■ **To do**: List every line of the rows below that contains the string "horse".

■ **Information given**:
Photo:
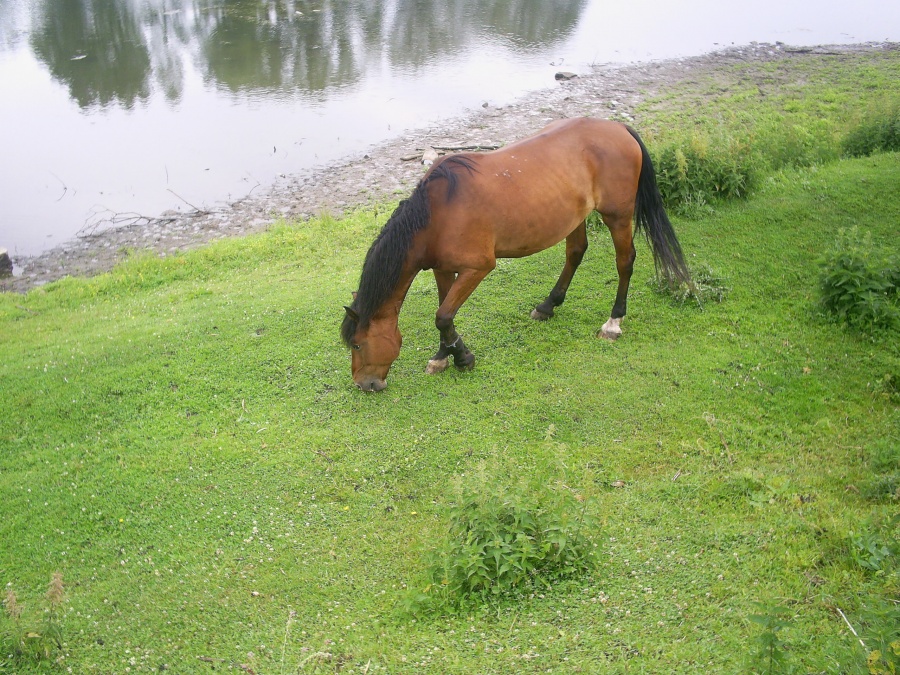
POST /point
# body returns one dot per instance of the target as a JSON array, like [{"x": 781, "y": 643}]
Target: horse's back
[{"x": 533, "y": 193}]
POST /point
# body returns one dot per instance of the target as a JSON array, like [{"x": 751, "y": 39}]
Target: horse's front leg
[
  {"x": 453, "y": 291},
  {"x": 623, "y": 241}
]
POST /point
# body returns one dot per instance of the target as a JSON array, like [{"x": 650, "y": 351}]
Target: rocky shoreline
[{"x": 384, "y": 172}]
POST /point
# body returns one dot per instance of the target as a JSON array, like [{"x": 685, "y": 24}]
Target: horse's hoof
[
  {"x": 464, "y": 361},
  {"x": 436, "y": 366},
  {"x": 611, "y": 330}
]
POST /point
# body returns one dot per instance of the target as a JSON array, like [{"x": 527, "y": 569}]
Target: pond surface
[{"x": 140, "y": 106}]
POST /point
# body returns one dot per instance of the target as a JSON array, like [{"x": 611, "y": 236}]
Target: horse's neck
[{"x": 391, "y": 307}]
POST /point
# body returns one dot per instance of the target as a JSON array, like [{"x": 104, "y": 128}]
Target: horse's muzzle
[{"x": 372, "y": 384}]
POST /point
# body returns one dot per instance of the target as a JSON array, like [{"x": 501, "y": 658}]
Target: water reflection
[{"x": 119, "y": 51}]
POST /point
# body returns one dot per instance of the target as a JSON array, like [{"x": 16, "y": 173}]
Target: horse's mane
[{"x": 384, "y": 261}]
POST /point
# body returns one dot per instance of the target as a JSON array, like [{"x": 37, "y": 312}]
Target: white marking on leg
[
  {"x": 436, "y": 366},
  {"x": 611, "y": 329}
]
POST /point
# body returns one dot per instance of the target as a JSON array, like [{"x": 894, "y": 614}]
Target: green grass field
[{"x": 182, "y": 441}]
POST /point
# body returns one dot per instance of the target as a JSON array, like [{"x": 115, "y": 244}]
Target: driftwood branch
[
  {"x": 444, "y": 149},
  {"x": 106, "y": 217}
]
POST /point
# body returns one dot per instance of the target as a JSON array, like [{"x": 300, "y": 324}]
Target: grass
[{"x": 182, "y": 442}]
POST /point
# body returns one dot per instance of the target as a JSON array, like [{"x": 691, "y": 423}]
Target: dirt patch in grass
[{"x": 381, "y": 174}]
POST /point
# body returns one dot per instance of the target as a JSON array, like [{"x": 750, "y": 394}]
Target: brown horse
[{"x": 470, "y": 209}]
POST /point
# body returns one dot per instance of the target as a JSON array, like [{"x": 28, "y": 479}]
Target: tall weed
[
  {"x": 506, "y": 539},
  {"x": 858, "y": 285},
  {"x": 880, "y": 132}
]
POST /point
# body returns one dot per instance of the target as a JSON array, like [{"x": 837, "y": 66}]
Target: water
[{"x": 140, "y": 106}]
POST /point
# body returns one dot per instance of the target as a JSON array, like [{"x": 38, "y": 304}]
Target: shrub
[
  {"x": 879, "y": 133},
  {"x": 24, "y": 639},
  {"x": 858, "y": 285},
  {"x": 694, "y": 174},
  {"x": 504, "y": 540}
]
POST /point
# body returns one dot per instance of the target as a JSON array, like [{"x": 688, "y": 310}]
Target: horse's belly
[{"x": 524, "y": 238}]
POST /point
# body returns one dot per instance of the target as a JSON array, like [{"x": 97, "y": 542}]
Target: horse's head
[{"x": 373, "y": 349}]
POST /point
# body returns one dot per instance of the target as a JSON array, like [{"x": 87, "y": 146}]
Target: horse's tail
[{"x": 650, "y": 216}]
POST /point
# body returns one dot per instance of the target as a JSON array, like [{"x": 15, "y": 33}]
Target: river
[{"x": 140, "y": 106}]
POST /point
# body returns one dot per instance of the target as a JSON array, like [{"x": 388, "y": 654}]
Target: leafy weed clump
[
  {"x": 878, "y": 133},
  {"x": 22, "y": 641},
  {"x": 693, "y": 174},
  {"x": 859, "y": 285},
  {"x": 501, "y": 541}
]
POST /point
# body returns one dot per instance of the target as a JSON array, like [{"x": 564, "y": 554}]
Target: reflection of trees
[
  {"x": 270, "y": 45},
  {"x": 96, "y": 48}
]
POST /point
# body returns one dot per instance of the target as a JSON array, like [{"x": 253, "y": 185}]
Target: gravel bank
[{"x": 381, "y": 174}]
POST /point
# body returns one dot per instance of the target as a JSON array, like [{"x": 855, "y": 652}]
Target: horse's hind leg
[
  {"x": 623, "y": 241},
  {"x": 576, "y": 245},
  {"x": 441, "y": 360}
]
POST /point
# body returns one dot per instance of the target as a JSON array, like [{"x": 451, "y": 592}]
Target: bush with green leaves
[
  {"x": 501, "y": 540},
  {"x": 702, "y": 171},
  {"x": 23, "y": 638},
  {"x": 858, "y": 283},
  {"x": 878, "y": 133}
]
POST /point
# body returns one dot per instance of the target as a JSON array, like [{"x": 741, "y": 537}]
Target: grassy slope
[{"x": 180, "y": 436}]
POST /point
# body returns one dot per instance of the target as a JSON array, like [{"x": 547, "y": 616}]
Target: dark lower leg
[
  {"x": 576, "y": 245},
  {"x": 453, "y": 345}
]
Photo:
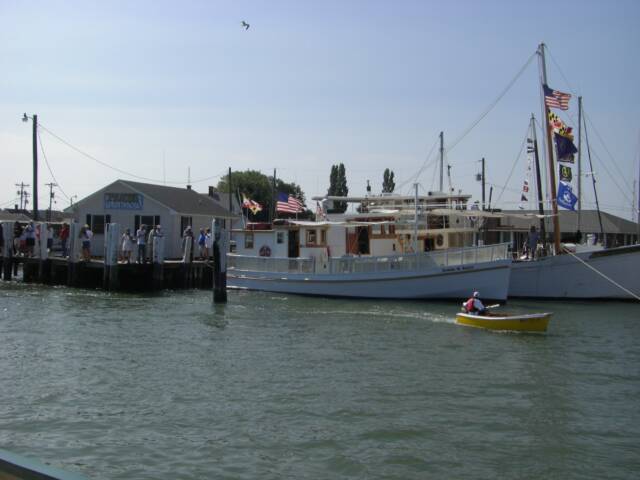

■ **Written reply**:
Target: horse's back
Target: horse's front leg
Target: horse's hoof
Target: horse's neck
Target: horse's muzzle
Target: horse's mane
Target: brown horse
Target: horse's belly
Target: horse's head
Target: horse's tail
Target: horse's hind leg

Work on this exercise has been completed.